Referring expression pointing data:
▼

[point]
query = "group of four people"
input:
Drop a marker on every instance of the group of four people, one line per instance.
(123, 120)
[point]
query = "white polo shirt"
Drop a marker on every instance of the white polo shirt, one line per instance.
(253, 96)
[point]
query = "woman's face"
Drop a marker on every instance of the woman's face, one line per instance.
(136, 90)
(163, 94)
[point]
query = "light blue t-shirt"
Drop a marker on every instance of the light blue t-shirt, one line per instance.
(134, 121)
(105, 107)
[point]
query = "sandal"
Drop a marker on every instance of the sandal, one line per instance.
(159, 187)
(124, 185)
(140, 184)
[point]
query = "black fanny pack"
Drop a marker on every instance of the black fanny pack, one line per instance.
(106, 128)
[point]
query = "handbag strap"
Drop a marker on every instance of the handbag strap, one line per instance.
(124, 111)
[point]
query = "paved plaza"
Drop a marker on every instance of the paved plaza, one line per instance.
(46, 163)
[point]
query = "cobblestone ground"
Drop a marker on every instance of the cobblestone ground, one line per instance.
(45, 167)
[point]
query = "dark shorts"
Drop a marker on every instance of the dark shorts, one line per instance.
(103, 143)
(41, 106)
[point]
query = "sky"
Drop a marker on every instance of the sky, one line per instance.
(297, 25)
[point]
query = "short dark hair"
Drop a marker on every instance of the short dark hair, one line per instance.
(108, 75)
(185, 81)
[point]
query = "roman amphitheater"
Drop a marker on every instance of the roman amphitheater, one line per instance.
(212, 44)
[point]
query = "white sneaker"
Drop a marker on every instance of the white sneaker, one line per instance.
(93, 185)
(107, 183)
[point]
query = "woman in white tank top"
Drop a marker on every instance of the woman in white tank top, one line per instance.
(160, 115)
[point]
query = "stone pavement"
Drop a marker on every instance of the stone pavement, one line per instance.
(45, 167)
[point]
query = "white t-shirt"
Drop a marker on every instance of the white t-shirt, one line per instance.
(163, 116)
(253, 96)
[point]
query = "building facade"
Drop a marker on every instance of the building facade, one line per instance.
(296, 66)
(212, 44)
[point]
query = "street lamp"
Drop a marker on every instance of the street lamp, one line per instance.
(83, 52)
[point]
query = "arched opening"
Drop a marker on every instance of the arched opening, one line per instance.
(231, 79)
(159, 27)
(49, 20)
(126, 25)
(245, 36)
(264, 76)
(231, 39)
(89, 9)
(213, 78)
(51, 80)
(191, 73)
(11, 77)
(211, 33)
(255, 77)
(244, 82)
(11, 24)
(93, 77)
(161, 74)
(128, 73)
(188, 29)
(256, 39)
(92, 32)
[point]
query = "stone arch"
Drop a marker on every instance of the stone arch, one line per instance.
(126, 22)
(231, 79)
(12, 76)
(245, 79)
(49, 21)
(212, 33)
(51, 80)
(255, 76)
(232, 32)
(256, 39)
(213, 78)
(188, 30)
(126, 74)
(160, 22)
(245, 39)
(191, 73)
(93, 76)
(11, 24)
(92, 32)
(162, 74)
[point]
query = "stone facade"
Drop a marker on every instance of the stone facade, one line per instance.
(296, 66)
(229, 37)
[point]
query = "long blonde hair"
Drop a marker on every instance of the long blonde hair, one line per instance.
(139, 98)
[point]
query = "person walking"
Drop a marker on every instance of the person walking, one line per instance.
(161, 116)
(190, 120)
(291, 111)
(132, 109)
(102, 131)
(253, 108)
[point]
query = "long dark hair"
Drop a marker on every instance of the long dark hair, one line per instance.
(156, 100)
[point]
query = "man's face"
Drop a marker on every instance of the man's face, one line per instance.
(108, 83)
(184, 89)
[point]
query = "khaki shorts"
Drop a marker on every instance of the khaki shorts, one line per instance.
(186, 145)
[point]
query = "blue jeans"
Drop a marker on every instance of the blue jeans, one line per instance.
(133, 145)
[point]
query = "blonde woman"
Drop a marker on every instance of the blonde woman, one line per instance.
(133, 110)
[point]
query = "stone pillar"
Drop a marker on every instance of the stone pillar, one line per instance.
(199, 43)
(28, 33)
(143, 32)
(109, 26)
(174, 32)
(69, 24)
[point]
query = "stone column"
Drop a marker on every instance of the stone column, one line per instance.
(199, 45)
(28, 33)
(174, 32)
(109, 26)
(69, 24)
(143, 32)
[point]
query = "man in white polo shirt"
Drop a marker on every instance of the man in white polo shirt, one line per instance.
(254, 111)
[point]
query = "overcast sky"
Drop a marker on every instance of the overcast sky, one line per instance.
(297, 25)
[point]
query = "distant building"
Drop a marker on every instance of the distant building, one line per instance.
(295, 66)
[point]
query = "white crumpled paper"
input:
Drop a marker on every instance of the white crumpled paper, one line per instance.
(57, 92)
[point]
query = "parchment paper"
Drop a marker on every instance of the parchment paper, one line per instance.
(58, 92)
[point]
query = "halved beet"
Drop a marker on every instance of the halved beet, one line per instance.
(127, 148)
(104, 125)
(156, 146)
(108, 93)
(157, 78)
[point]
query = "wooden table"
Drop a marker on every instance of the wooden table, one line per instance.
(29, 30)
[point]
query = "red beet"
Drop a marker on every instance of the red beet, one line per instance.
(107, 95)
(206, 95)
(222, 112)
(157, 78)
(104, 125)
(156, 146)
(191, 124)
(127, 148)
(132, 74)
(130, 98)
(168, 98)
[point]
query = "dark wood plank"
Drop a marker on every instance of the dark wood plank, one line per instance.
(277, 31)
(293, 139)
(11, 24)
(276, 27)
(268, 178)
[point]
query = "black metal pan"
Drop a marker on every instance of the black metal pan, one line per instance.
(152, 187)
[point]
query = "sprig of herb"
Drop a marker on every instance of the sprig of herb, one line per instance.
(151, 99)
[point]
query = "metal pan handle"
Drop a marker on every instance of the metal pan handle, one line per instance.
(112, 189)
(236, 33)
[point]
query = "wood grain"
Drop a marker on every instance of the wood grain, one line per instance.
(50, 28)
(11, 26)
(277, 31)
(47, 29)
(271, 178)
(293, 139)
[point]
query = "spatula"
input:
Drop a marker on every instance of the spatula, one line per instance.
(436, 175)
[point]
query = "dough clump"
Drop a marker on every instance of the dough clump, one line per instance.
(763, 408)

▲

Exercise prompt: Each record is to be transcribed exactly and in full.

Your solution:
[point]
query = "group of four people"
input:
Drop a marker on every instance of the group of four people, one line per instance.
(123, 120)
[point]
query = "white polo shirt"
Drop a marker on every instance of the white polo shirt, one line per instance.
(253, 96)
[point]
query = "woman's face"
Drop a marker on every instance of the woman's face, one line per instance.
(136, 90)
(163, 94)
[point]
query = "light blue t-shirt"
Drop a marker on every instance of the light blue t-shirt, one line per instance.
(134, 121)
(105, 107)
[point]
query = "sandal"
Drop a marker on every instance of the sandal, one line per instance.
(159, 187)
(124, 185)
(140, 184)
[point]
query = "black fanny pack"
Drop a marker on every instance of the black fanny pack, one line per instance.
(106, 128)
[point]
query = "handbag strap"
Drop a marker on every instance of the handbag strap, one line per instance.
(124, 111)
[point]
query = "paved plaza"
Drop a marker on every instance of the paved plaza, one line per instance.
(46, 163)
[point]
query = "cobblestone ground"
Drop a marker on every instance of the cobblestone ground, one line per instance.
(45, 167)
[point]
query = "dark shorts"
Drop a marker on every instance of the dark shorts, one line per instance.
(103, 143)
(41, 106)
[point]
query = "sky"
Drop a marker on every instance of the sky, one line per instance.
(297, 25)
[point]
query = "short dark hair"
Drop a marker on every instance of the short dark hair, one line per instance.
(108, 75)
(185, 81)
[point]
query = "roman amphitheater"
Drop a marker on every instance of the roman amphitheater, one line per instance.
(212, 44)
[point]
query = "white sneaker"
Drop a marker on every instance of the white sneaker, one line per instance.
(93, 185)
(107, 183)
[point]
query = "woman in white tank top"
Drop a marker on every instance of the woman in white tank top, one line per instance.
(160, 115)
[point]
query = "stone pavement"
Drop a marker on every instance of the stone pavement, one line per instance.
(45, 167)
[point]
query = "white t-shirt"
Drop a marker on every instance of the white t-shirt, one line per instance.
(163, 116)
(253, 96)
[point]
query = "building facade"
Drop a marker on every instance of the building facade, one line per instance.
(296, 66)
(212, 44)
[point]
query = "street lamp"
Drop a marker on every instance of the street lamp, one line per instance.
(83, 52)
[point]
query = "arched opening"
Drop a marker on every instance of the arched opening, one line per instance.
(231, 79)
(159, 27)
(49, 20)
(126, 25)
(245, 36)
(264, 76)
(231, 39)
(89, 9)
(213, 78)
(51, 80)
(191, 73)
(11, 77)
(211, 33)
(255, 77)
(244, 82)
(11, 24)
(93, 77)
(161, 74)
(128, 73)
(188, 29)
(256, 39)
(92, 32)
[point]
query = "stone arch"
Drop a marker on every instance of the stone arch, one line per instance.
(126, 22)
(231, 79)
(12, 76)
(245, 79)
(49, 21)
(212, 33)
(51, 80)
(255, 76)
(232, 32)
(256, 39)
(213, 78)
(188, 30)
(126, 74)
(160, 22)
(245, 39)
(191, 73)
(93, 76)
(11, 24)
(92, 32)
(162, 74)
[point]
query = "stone facade"
Drop a marker on every instance of the stone facade, one line per instance.
(296, 66)
(229, 37)
[point]
query = "long blonde hair"
Drop a marker on every instance of the long blonde hair, one line per instance.
(139, 98)
[point]
query = "person walking"
Drop a marker on every instance of the person walking, one line per instance.
(161, 116)
(190, 120)
(291, 111)
(132, 109)
(102, 131)
(253, 108)
[point]
query = "long dark hair"
Drop a marker on every instance of the long dark hair, one line per instance.
(156, 100)
[point]
query = "man's face"
Drop a marker on every instance of the man's face, one line per instance.
(108, 83)
(184, 89)
[point]
query = "khaki shorts"
Drop a marker on every instance of the khaki shorts, one line per instance.
(186, 145)
[point]
query = "blue jeans"
Drop a marker on every instance of the blue jeans, one line per instance.
(133, 145)
[point]
query = "blonde woman"
Drop a marker on every instance of the blonde woman, one line per instance.
(133, 110)
[point]
query = "stone pillar"
Drop a marker on every instance of the stone pillar, one line per instance.
(199, 43)
(28, 33)
(143, 32)
(109, 26)
(174, 32)
(69, 24)
[point]
query = "stone column"
Drop a marker on every instance of the stone column, one line per instance.
(199, 45)
(28, 33)
(174, 32)
(109, 26)
(69, 24)
(143, 32)
[point]
query = "man in white polo shirt"
Drop a marker on every instance of the man in white polo shirt, one line per instance.
(254, 111)
[point]
query = "overcast sky"
Drop a marker on every instance of the overcast sky, one line per instance.
(297, 25)
[point]
query = "distant building"
Drop a marker on every instance of the distant building, one line per instance.
(295, 66)
[point]
query = "white crumpled paper"
input:
Drop a marker on every instance of the white crumpled paper, one line per instance.
(57, 92)
[point]
query = "parchment paper"
Drop a marker on every instance of the parchment paper, one line per instance.
(58, 92)
[point]
query = "halved beet"
Drop a marker on every instance of the halved beet, one line per instance.
(127, 148)
(104, 125)
(156, 146)
(108, 93)
(157, 78)
[point]
query = "wooden table"
Drop a marker on every instance of the wooden table, one line per instance.
(29, 30)
[point]
query = "red beet"
Drop a marker on every instance of the red beet, one line per instance.
(107, 95)
(206, 95)
(222, 112)
(157, 78)
(104, 125)
(156, 146)
(191, 124)
(127, 148)
(132, 74)
(130, 98)
(168, 98)
[point]
query = "dark wood plank"
Drop a marker on every instance of the dark wood plank, one line per instance.
(277, 31)
(293, 139)
(11, 24)
(276, 27)
(268, 178)
[point]
query = "black metal pan"
Drop a marker on every instance of the black metal pan, one line per instance.
(152, 187)
[point]
query = "sprig of herb"
Drop a marker on every instance of the sprig of herb, one line per instance.
(151, 99)
[point]
query = "metal pan handle"
Drop a marker on every instance of the metal pan handle, one line per instance.
(112, 189)
(236, 33)
[point]
query = "wood grain"
Drop a marker on every instance of the wood grain, one line per instance.
(50, 28)
(11, 26)
(277, 31)
(47, 29)
(271, 178)
(293, 139)
[point]
query = "spatula"
input:
Drop a marker on every instance of the spatula, one line per instance.
(436, 175)
[point]
query = "dough clump"
Drop a marker on every instance of the dough clump, one line per instance.
(763, 408)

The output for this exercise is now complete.